PAGE.
* begin *

# Goat of the Month October!



## TGSAdmin (Sep 6, 2012)

This month we are featuring Ben!










> Ben, or Benny is my 2 1/2 year old Nigerian Dwarf whether. He is so smart. he opens gates and sometimes i tell him to open them for me and he does. sometimes me and my friends take the goats for walks down the street and one time Ben's leash broke but but he stayed with me. i tried running ahead of my friends and he would come with me and stay right by my side. he likes being brushed and his tummy scratched. He is my baby bear!!! And i love him!


To learn more about Ben please follow this link.

http://www.thegoatspot.net/goats/ben-411.html

Congrats to totesmygoats who has received one year supporting membership and will receive the TheGoatSpot decals!

If you would like to see you goat featured in coming months please be sure to add them to our goat registry!

http://www.thegoatspot.net/goats/


----------



## Scottyhorse (Feb 11, 2013)

Aww, he's so cute!!


----------



## Rusty (Aug 21, 2013)

What a doll! I love his color- and love that little white fluffy cap on his head!


----------



## AmyBoogie (May 20, 2013)

Beautiful boy!


----------



## toth boer goats (Jul 20, 2008)

I love him.


----------



## NaNaGoat_ (Sep 13, 2013)

Oh my gosh, he is adorable!


----------



## dayofthunder (Aug 23, 2013)

Congrats Ben!! So Sweet.


----------



## Mamaboyd (Oct 10, 2013)

aww, too cute


----------



## LeahMeit (Sep 16, 2013)

What a sweetie!


----------



## SalteyLove (Jun 18, 2011)

I love the baby photo of him you posted! adorable!


----------



## happybleats (Sep 12, 2010)

hes a doll!


----------



## lockewood_lady (Oct 26, 2013)

My goat of the month is also named Ben. But he is my DH. LOL


----------



## milk and honey (Oct 31, 2010)

Hey! Me too!


----------



## usamagoat (May 2, 2013)

wheres goat of the month of november!!!


----------



## lauraanimal1 (Sep 5, 2013)

Love the look on his face, Just so cute and adorable! Makes you just want to give him a Big O bear hug and scratch his tummy!:thumb:


----------



## PumpkinandCookie (Dec 6, 2013)

You are too cute, Ben! You look a lot like me and like to do a lot of the same things! Congratulations! ~ Pumpkin


----------



## goatpoultryduckrabbit (Dec 27, 2013)

Aww he's so cute!!


----------

* end *

DATASET RECORDS.
* begin *

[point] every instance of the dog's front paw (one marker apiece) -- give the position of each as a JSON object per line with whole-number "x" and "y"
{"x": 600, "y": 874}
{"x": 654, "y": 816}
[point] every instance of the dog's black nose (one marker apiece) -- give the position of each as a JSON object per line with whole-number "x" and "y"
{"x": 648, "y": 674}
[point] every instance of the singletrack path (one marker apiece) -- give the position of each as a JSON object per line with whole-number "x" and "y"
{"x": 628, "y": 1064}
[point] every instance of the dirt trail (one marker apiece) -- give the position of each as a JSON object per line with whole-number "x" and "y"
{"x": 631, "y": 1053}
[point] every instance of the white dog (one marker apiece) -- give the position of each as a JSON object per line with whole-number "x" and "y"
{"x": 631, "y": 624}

* end *

THE TASK.
Reproduce the stretch of the Goat of the Month thread from "## Rusty (Aug" through "Beautiful boy!", swapping "cap" for "tuft".

RESULT OF THE TASK.
## Rusty (Aug 21, 2013)

What a doll! I love his color- and love that little white fluffy tuft on his head!


----------



## AmyBoogie (May 20, 2013)

Beautiful boy!